[Begin Extracted information]
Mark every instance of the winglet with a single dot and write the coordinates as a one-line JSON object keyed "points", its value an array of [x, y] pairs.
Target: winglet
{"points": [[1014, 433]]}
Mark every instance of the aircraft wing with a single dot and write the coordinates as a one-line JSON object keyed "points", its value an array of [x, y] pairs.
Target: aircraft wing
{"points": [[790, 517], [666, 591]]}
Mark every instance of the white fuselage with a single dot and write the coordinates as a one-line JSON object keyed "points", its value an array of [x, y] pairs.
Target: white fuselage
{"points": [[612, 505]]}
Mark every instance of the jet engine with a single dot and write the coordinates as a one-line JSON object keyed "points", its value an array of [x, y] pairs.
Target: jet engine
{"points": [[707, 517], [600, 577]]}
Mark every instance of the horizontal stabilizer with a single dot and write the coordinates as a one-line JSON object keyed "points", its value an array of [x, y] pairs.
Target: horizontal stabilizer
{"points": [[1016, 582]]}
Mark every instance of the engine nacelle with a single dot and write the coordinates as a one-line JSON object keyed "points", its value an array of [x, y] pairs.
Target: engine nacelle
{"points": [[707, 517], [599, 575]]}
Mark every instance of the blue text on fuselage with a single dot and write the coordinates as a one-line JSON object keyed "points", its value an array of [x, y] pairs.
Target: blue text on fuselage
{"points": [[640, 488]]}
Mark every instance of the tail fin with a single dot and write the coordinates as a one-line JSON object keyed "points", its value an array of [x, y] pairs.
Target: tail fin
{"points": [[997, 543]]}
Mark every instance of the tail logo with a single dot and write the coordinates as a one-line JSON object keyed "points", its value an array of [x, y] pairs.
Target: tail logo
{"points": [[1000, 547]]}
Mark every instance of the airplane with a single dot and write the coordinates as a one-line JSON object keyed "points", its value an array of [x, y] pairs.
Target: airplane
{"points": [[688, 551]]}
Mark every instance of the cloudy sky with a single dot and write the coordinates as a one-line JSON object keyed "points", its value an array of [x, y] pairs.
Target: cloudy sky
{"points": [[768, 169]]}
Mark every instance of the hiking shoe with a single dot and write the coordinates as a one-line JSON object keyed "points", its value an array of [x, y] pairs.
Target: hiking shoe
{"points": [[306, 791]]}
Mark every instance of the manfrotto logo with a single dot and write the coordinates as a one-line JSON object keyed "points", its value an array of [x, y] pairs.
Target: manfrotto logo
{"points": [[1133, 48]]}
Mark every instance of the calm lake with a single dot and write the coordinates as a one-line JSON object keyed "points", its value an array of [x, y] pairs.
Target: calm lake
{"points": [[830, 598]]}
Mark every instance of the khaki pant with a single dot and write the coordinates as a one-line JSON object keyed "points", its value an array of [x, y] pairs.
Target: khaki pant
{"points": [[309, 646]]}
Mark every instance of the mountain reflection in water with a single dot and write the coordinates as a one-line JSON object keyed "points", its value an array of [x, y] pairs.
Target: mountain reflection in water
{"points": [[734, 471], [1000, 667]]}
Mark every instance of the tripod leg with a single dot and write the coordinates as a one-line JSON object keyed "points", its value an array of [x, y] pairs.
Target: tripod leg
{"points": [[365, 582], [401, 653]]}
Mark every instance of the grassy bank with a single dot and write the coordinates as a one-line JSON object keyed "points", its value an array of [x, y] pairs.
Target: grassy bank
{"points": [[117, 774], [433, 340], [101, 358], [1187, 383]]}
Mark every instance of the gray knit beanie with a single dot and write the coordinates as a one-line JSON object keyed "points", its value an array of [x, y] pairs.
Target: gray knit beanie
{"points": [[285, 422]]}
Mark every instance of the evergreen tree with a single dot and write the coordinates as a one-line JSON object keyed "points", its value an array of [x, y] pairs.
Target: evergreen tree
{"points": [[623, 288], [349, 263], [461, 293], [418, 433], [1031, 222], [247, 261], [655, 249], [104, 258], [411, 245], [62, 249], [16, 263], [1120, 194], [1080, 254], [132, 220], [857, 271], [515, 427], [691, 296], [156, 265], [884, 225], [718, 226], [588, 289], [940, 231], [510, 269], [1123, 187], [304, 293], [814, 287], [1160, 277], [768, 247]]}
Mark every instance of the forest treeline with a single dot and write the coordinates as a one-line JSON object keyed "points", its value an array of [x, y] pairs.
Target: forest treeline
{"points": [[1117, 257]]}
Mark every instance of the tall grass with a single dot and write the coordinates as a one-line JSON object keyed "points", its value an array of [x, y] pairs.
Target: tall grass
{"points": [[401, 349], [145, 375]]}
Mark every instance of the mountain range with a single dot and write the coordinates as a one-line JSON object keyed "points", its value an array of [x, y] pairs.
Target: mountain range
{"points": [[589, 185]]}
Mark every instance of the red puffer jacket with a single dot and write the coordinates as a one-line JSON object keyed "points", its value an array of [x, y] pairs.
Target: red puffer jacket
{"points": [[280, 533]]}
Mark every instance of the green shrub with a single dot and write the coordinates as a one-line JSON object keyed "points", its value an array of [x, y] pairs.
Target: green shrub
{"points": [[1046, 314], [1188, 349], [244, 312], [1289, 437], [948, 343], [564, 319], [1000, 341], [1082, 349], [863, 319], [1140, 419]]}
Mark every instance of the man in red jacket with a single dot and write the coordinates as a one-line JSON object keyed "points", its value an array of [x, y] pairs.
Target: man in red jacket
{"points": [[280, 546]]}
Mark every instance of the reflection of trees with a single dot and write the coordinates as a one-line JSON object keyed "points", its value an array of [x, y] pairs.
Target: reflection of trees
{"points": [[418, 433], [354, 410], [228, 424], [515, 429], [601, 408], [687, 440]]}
[End Extracted information]
__What you are asked to do__. Reproduce each entry exactly, leaving out nothing.

__Result of the exercise__.
Mark every instance of the winglet with a single dot and write the coordinates as a one-line JSON object keyed "points", its value an array of [x, y] pairs.
Target: winglet
{"points": [[1014, 433]]}
Mark every instance of the aircraft wing with a single dot and write the coordinates as a one-line JSON object keyed "points", its value an array of [x, y] pairs.
Target: aircraft wing
{"points": [[790, 517], [666, 591]]}
Mark every instance of the white fuselage with a single dot and write the coordinates as a one-line JSON object keyed "points", its value an array of [x, y] pairs.
Target: white fuselage
{"points": [[612, 505]]}
Mark every instance of the jet engine with a single dot and write the coordinates as a one-line JSON object keyed "points", its value an array of [x, y] pairs.
Target: jet engine
{"points": [[707, 517], [600, 577]]}
Mark every instance of the horizontal stabilizer with a single dot and write the coordinates as a one-line JSON object keyed "points", its value an array of [x, y] pairs.
Target: horizontal stabilizer
{"points": [[1016, 582]]}
Mark every instance of the engine nacelle with a single dot and write the coordinates as a one-line JSON object keyed "points", its value an array of [x, y] pairs.
Target: engine nacelle
{"points": [[707, 517], [599, 575]]}
Mark every instance of the blue text on fuselage with a single dot and write the coordinates as a one-line JSON object keyed "points", its value an array of [x, y] pairs.
Target: blue text on fuselage
{"points": [[640, 488]]}
Mark every instance of the tail fin with a single dot and write the coordinates as a one-line JSON object keyed "points", its value an array of [x, y] pairs.
Target: tail fin
{"points": [[997, 543]]}
Mark every instance of the tail logo with a single dot and write the coordinates as a one-line JSON object keyed "points", its value an array of [x, y] pairs.
Target: tail logo
{"points": [[1000, 547]]}
Mark every instance of the airplane with a single dot and write the coordinates as a one-line JSON object keyed "points", its value an array of [x, y] pairs.
Target: airplane
{"points": [[688, 551]]}
Mark every instance of the cloudy sky with a single dot and write the coordinates as a one-line JSON object keyed "points", its value an array of [x, y] pairs.
Target: cloudy sky
{"points": [[768, 169]]}
Mark every instance of the hiking shoe with a single dot and write the coordinates as a one-line JSON object keyed "points", its value an array of [x, y] pairs.
Target: hiking shoe
{"points": [[306, 791]]}
Mark every instance of the manfrotto logo with a single dot and write the coordinates as a one-line JSON object keyed "points", its value an array of [x, y] pairs.
Target: manfrotto logo
{"points": [[1133, 48]]}
Mark every instance of the calm lake with a single dot and write the coordinates as a one-line JSON object keyed "points", its value an array of [x, y] pairs.
Target: calm lake
{"points": [[830, 598]]}
Mark every instance of the khaki pant with a single dot and write the coordinates as a one-line JSON object keyed "points", its value an array of [x, y] pairs.
Target: khaki pant
{"points": [[309, 646]]}
Mark every instance of the mountain reflection in water with a single dot and write the coordinates as a one-line JSON object keyed "points", its value an array of [x, y] pairs.
Target: mountain reflection in water
{"points": [[734, 471], [1000, 667]]}
Mark every instance of the tripod leg with a single dot and write the coordinates as a one-line JSON object keyed "points", its value an array of [x, y] pairs.
Target: tripod leg
{"points": [[365, 582], [401, 653]]}
Mark every instance of the grassy bank with a single dot and write the coordinates as a one-line JSON object keyed "points", its value an array of [x, y] pairs.
Target: grassy bank
{"points": [[117, 774], [433, 340], [101, 358], [1187, 383]]}
Mark every instance of the gray knit beanie with a single dot and write the coordinates as a one-line JSON object keyed "points", its value an array of [x, y] pairs.
Target: gray knit beanie
{"points": [[285, 422]]}
Mark every instance of the evergreen tree with a single dot and write the coordinates as a one-line JSON object keyed "points", its value an array of [x, y] pairs.
Target: evergreen tree
{"points": [[623, 288], [349, 263], [461, 293], [418, 433], [1031, 222], [247, 261], [655, 249], [104, 258], [411, 245], [62, 249], [16, 263], [1120, 194], [1080, 254], [132, 220], [857, 271], [515, 427], [691, 296], [156, 265], [884, 225], [718, 226], [588, 289], [940, 231], [510, 269], [1123, 187], [304, 293], [814, 287], [1160, 277], [768, 247]]}
Mark every instance of the forest treeline with a single dot and write the coordinates as a one-line JSON object keyed "points", its value an array of [x, y] pairs.
Target: forest treeline
{"points": [[1117, 257]]}
Mark every instance of the tall grass with a single dot and write the coordinates as a one-line JSON object keyed "points", its value an array of [x, y] pairs.
Target: tall grass
{"points": [[401, 349], [145, 375]]}
Mark every instance of the mountain range with a single dot and write the coordinates as a one-line JSON object keyed "points", its value an array of [x, y] pairs.
Target: mountain range
{"points": [[589, 185]]}
Mark every instance of the red puffer jacket with a single dot and write the coordinates as a one-line JSON object keyed "points", its value an array of [x, y] pairs.
Target: red puffer jacket
{"points": [[280, 533]]}
Mark every instance of the green shrub with a single dot and write the coordinates as a one-line JSON object keyed "points", its value an array of [x, y] pairs.
Target: green shrub
{"points": [[1046, 314], [1188, 349], [244, 312], [1289, 437], [948, 343], [564, 319], [1000, 341], [1082, 349], [863, 319], [1140, 419]]}
Mark every instance of the man in red jacket with a single dot and write the coordinates as a one-line JSON object keyed "points", its value an array of [x, y] pairs.
Target: man in red jacket
{"points": [[280, 546]]}
Mark every instance of the reflection of trees with a single dot and write the coordinates as a one-line JSON object keyed "points", its value an array of [x, y] pairs.
Target: reflection of trees
{"points": [[418, 433], [354, 410], [228, 424], [515, 429], [601, 408], [687, 440]]}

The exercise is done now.